**DESCRIPTION OF THE TASK**: Every line below between the line holding "Category: landscaped garden" and the line holding "390, row 158.", inclusive, should be repeated exactly, and all other lines omitted.

**DATA SUPPLIED**:

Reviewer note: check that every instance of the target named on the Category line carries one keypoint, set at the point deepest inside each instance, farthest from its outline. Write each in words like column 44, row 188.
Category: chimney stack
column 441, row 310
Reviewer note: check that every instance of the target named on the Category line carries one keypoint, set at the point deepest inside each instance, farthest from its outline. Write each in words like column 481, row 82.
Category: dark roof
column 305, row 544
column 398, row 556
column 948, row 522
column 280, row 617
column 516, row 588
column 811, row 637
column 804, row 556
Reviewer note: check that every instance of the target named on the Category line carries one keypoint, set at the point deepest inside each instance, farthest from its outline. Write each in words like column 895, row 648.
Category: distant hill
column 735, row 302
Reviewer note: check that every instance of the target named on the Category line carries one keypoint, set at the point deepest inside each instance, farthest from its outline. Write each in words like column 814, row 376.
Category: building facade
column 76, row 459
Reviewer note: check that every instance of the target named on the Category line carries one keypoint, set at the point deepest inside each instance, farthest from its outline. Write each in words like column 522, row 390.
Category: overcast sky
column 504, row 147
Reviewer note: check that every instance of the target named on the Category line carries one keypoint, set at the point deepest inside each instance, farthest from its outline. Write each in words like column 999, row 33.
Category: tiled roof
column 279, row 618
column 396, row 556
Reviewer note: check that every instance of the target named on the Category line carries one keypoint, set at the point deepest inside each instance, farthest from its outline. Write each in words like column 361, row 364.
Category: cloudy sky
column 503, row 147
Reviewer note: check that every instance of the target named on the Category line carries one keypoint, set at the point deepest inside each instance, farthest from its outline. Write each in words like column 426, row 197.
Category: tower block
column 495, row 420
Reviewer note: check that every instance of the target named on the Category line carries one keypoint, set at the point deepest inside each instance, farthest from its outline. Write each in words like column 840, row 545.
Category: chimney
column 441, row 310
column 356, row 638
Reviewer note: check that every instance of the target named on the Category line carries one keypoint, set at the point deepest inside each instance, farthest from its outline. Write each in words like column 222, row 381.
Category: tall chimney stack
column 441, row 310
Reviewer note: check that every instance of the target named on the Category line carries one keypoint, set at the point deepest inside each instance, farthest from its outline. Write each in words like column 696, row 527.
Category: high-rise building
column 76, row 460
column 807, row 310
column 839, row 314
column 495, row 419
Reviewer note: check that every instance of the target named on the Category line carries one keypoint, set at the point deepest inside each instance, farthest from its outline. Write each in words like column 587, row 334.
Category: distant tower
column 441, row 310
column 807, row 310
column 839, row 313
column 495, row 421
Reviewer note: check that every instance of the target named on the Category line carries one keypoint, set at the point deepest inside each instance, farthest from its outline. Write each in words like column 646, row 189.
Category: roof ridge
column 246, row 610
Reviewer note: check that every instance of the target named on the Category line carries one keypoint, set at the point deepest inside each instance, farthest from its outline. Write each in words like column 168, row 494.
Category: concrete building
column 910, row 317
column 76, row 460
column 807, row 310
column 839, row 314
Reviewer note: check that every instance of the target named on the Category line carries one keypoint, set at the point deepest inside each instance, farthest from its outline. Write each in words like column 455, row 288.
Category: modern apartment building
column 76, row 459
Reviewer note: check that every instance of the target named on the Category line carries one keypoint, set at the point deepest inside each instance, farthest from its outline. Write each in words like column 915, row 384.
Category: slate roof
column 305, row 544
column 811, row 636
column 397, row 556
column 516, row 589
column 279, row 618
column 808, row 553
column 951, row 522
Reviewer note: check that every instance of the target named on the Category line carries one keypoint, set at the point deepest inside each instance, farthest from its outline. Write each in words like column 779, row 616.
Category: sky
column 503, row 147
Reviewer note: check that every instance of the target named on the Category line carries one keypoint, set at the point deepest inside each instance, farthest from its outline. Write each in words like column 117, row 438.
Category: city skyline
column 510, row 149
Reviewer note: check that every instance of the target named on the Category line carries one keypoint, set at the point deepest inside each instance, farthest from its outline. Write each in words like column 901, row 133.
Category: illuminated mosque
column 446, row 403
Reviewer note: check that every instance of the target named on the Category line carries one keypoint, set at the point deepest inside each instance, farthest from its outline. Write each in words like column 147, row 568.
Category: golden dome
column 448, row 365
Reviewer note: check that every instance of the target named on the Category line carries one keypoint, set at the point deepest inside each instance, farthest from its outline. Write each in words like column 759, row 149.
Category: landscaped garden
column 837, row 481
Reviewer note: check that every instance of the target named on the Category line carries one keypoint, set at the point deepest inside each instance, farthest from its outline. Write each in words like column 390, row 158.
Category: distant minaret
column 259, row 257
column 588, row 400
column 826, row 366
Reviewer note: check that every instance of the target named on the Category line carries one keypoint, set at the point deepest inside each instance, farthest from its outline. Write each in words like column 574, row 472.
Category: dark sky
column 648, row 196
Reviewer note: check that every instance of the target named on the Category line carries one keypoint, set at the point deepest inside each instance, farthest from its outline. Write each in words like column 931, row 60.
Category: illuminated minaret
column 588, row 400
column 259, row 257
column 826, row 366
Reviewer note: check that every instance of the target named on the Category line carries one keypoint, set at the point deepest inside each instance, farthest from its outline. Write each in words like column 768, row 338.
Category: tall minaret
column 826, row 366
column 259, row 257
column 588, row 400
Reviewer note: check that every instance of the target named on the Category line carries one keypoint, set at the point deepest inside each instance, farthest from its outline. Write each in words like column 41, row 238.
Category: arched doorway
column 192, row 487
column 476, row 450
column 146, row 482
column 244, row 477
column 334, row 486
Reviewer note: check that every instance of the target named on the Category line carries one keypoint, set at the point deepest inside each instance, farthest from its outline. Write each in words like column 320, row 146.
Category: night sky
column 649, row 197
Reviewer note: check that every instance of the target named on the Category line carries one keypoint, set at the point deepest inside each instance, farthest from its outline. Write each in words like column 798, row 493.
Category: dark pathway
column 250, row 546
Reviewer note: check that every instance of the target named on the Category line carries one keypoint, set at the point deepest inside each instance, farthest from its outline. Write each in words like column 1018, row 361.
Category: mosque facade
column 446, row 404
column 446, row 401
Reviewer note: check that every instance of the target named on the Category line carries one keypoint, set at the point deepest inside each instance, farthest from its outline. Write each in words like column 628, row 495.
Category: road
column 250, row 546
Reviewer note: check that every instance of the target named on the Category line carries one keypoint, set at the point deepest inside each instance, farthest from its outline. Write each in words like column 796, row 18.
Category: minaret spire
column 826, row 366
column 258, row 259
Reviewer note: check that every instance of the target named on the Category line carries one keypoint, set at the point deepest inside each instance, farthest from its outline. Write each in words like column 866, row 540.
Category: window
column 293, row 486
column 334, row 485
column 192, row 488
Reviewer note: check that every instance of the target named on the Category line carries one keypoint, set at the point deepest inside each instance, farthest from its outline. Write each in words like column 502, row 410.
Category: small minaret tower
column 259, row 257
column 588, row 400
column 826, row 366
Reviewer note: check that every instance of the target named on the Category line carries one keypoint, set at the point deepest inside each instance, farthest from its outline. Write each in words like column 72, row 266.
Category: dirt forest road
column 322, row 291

**TASK ANSWER**:
Category: landscaped garden
column 837, row 481
Reviewer note: check that every instance of the target named on the Category line carries one keypoint, set at the point deepest inside each instance, farthest from its outline. Write each in words like column 390, row 158.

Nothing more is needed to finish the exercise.